**Your assignment:** Say the number of lines holding the word "wood" in the data, and leave out everything else.

**Material for the task:**
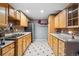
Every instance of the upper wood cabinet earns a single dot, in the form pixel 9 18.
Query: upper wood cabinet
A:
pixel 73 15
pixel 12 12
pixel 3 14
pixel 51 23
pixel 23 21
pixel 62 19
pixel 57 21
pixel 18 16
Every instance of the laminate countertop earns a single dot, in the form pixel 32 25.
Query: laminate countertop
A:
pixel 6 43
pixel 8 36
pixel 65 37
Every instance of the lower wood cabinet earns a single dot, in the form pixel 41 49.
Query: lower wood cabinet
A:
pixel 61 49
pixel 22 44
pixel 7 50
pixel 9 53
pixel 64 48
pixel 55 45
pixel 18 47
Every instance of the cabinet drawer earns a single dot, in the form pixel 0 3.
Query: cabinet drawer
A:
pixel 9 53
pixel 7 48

* * *

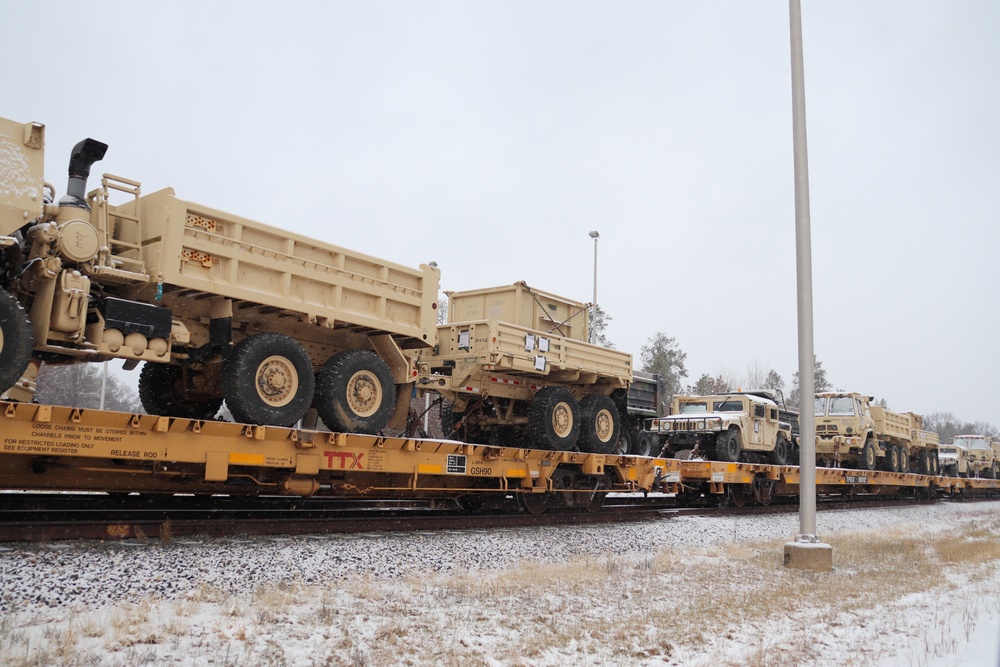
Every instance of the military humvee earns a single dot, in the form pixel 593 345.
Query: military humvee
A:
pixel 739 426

**Solution for this exercise:** 4